# le chômeur



## SylviaF

Hi,
I'm looking for a translation of "le chômeur" in English, i.e a synonym for "the unemployed" and "unemployed persons" 

Many thanks both to those who have already made suggestions, and those who may still be able to help.
Sylvia


----------



## mickaël

Hi, 

Do you want it in french or in english ? I'm not sure  

In french you can say _"un sans-emploi",_ but it means "the unemployed" ...


----------



## SylviaF

Sorry Mickaël, I've confused you.  I'm looking for a translation from French to English.


----------



## mickaël

D'accord 

Tu peux dire _"person out of work"_


----------



## prêt-à-penser

le sans-emploi, le sur le pavé, le demandeur d'emploi


----------



## mickaël

Je crois que le message de SylviaF devrait être édité 
Elle veux des synonymes en anglais de* "jobless".* 

Ou je n'ai toujours pas compris ??  Possible, il est tôt...


----------



## SylviaF

mickaël said:
			
		

> Je crois que le message de SylviaF devrait être édité
> Elle veux des synonymes en anglais de* "jobless".*
> 
> Ou je n'ai toujours pas compris ??  Possible, il est tôt...


 

Hello again, Michaël.
Oui tu as bien compris, et oui aussi je suis un peu confuse, trop de choses à faire à la fois et trop tôt le matin . Je viens de réviser ma demande - j'espère que c'est plus claire maintenant, je me creuse la tête en vain pour l'instant ...

Merci de ton aide,
Sylvia


----------



## mickaël

Re-bonjour!

Sur ce dictionnaire des synonymes :http://dico.isc.cnrs.fr/dico/en/search
, j'en ai trouvé quelques un supplémentaires.

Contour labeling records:
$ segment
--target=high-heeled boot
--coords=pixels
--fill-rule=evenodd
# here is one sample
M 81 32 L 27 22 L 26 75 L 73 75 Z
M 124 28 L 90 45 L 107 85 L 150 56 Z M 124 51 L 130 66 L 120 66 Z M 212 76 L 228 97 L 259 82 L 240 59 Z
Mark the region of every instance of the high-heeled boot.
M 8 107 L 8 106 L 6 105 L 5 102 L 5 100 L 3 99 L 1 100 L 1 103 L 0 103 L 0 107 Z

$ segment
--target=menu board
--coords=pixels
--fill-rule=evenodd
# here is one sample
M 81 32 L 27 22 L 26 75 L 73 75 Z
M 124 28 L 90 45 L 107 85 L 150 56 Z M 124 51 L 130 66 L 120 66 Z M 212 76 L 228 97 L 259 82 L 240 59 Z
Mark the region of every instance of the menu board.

Direction 1:
In the forum thread on translating "le chômeur", rewrite the passage between "Oui tu as bien" and "Re-bonjour!", inclusive, substituting "Merci beaucoup" for "Merci de ton aide".
Direction 2:
Using the forum thread on translating "le chômeur", decide whether each statement agrees with it: (a) SylviaF wants a translation from English into French. (b) The user prêt-à-penser offered "le demandeur d'emploi". (c) Mickaël says he found a few more synonyms in a dictionary of synonyms. Answer yes or no for each and quote the words from the thread that decide it.

Answer 1:
Oui tu as bien compris, et oui aussi je suis un peu confuse, trop de choses à faire à la fois et trop tôt le matin . Je viens de réviser ma demande - j'espère que c'est plus claire maintenant, je me creuse la tête en vain pour l'instant ...

Merci beaucoup,
Sylvia


----------



## mickaël

Re-bonjour!

Answer 2:
(a) No: "I'm looking for a translation from French to English."
(b) Yes: "le sans-emploi, le sur le pavé, le demandeur d'emploi"
(c) Yes: "j'en ai trouvé quelques un supplémentaires."